Page extract:
12 Million Americans Set to Lose Unemployment Benefits by Year’s End

About 12 million Americans will lose unemployment benefits in December when CARES Act provisions lapse, absent an extension, according to a new analysis, CNBC reported.

Unemployment benefits will terminate for more than half of current recipients at the end of the year, coinciding with a lapse in federal protections for renters and a resumption in student loan payments.

That intersection may spell financial catastrophe for jobless workers without action from Congress or the White House, according to economists.

Meanwhile, Americans had already been reporting higher levels of food insecurity and trouble paying bills, and poverty levels have been steadily increasing in recent months.

“It’s a tremendous amount of risk for families who are affected,” Ernie Tedeschi, an economist at Evercore ISI and a former Treasury Department official, said of expiring aid programs. “[Unemployment benefits] are their last economic line of defense. And it’ll be gone on Dec. 31 unless Congress extends it.”

Further, the economic recovery under way seems to be losing steam, signaled in part by slowing job growth and retail sales. Rising Covid-19 infections, hospitalizations and deaths have led state officials to reimpose some shutdown measures, putting more people out of work.

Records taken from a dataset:
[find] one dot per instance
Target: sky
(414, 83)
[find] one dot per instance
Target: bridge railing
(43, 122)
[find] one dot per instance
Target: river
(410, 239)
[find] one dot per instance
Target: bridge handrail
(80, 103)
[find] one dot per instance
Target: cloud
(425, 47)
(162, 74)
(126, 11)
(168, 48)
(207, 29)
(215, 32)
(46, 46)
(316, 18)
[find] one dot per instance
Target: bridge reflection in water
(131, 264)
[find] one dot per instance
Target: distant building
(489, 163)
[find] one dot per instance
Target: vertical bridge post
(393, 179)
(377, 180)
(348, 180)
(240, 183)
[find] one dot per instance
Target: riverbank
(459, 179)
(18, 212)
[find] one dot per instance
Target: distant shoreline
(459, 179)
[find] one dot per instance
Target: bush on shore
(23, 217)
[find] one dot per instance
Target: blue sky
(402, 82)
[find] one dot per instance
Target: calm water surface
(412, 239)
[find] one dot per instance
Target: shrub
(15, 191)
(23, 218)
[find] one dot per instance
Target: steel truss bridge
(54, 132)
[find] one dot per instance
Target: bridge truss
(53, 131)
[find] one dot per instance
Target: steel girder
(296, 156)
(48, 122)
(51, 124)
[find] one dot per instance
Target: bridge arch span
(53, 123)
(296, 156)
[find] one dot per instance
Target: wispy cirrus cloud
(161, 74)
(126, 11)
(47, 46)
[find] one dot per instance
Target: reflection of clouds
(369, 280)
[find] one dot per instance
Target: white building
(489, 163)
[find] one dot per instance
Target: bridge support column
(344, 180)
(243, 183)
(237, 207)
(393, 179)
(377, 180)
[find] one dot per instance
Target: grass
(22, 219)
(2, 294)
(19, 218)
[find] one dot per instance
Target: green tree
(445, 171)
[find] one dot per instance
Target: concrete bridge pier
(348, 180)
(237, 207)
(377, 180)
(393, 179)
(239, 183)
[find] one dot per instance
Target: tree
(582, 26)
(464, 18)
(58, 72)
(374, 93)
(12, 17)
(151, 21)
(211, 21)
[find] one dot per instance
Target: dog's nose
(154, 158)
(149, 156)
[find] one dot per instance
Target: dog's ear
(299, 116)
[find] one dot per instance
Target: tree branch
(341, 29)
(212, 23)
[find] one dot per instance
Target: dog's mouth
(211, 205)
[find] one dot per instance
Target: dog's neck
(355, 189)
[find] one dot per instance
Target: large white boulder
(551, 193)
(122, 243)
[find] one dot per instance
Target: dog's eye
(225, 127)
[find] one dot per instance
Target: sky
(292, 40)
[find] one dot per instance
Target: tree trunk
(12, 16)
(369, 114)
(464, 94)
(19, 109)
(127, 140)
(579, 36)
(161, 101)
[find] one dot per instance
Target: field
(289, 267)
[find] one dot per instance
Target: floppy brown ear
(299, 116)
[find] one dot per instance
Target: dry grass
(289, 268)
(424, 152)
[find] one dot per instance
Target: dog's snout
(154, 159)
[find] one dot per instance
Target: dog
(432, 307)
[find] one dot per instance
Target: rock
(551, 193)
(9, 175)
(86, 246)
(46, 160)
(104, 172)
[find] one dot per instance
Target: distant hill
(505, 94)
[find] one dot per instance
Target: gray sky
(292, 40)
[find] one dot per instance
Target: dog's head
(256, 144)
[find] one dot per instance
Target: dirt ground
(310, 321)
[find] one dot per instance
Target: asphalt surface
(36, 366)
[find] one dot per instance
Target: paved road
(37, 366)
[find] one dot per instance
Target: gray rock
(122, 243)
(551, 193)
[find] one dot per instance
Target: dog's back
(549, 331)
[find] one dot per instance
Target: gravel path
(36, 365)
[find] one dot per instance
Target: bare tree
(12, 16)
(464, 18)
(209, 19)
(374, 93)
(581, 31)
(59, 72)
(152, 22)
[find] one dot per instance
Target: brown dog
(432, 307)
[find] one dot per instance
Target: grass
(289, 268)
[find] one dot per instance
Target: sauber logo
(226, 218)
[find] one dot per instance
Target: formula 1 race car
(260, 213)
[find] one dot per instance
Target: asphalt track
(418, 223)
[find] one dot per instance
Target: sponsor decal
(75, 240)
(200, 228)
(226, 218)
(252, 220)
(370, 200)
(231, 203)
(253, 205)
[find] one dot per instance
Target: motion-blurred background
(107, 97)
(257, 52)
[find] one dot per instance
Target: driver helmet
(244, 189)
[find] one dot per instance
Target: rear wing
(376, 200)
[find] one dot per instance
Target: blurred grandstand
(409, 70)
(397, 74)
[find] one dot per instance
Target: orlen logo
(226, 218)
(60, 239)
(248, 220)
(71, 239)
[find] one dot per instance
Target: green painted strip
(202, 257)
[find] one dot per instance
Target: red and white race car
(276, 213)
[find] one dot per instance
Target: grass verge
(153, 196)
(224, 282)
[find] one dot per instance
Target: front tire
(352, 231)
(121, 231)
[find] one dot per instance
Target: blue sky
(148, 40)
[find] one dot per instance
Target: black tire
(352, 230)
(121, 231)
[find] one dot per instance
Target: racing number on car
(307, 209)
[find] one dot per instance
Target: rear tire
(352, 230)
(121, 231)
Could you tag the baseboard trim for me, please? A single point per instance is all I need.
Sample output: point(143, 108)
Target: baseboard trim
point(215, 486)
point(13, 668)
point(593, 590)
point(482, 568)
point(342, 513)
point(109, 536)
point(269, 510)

Work task A: Return the stretch of the unemployment benefits article from "Further, the economic" through "out of work.", copied word for word.
Work task B: According to the unemployment benefits article, about how many Americans will lose unemployment benefits in December?
Work task C: Continue the unemployment benefits article from the point where it stops.
The listing isn't needed for any of this.

Answer section A:
Further, the economic recovery under way seems to be losing steam, signaled in part by slowing job growth and retail sales. Rising Covid-19 infections, hospitalizations and deaths have led state officials to reimpose some shutdown measures, putting more people out of work.

Answer section B: About 12 million.

Answer section C:
Federal lawmakers passed the $2.2 trillion CARES Act in March, the largest-ever financial relief package in the U.S., in the early days of the coronavirus pandemic.

The law beefed up jobless benefits in several ways. But those provisions were temporary.

Roughly 12 million workers will lose their benefits at the end of December, when key programs are scheduled to expire, according to an analysis published Wednesday by the Century Foundation. Another 4 million-plus will have already run out of their allotted benefits by then.

The lapsing programs include: Pandemic Unemployment Assistance for the self-employed, gig workers and others ineligible for traditional state unemployment insurance; and one paying about three extra months of benefits to workers who run out of state aid, which typically last up to six months.

Some states with elevated unemployment rates will continue paying aid via extended benefit programs into 2021, CNBC added.